• _Requirements_
Set out every line of the items below as a Markdown table, leaving out blank lines, with a "Row" column for the row number and a "Line" column for the line itself.

• _Dataset rows_

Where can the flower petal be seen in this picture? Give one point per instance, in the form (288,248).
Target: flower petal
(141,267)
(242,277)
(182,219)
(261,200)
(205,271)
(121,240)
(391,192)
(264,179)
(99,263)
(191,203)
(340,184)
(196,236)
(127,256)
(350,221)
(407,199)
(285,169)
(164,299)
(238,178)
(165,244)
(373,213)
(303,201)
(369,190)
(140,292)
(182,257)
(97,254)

• _Task output_
| Row | Line |
|---|---|
| 1 | Where can the flower petal be seen in this picture? Give one point per instance, in the form (288,248). |
| 2 | Target: flower petal |
| 3 | (141,267) |
| 4 | (242,277) |
| 5 | (182,219) |
| 6 | (261,200) |
| 7 | (205,271) |
| 8 | (121,240) |
| 9 | (391,192) |
| 10 | (264,179) |
| 11 | (99,263) |
| 12 | (191,203) |
| 13 | (340,184) |
| 14 | (196,236) |
| 15 | (127,256) |
| 16 | (350,221) |
| 17 | (407,199) |
| 18 | (285,169) |
| 19 | (164,299) |
| 20 | (238,178) |
| 21 | (165,244) |
| 22 | (373,213) |
| 23 | (303,201) |
| 24 | (369,190) |
| 25 | (140,292) |
| 26 | (182,257) |
| 27 | (97,254) |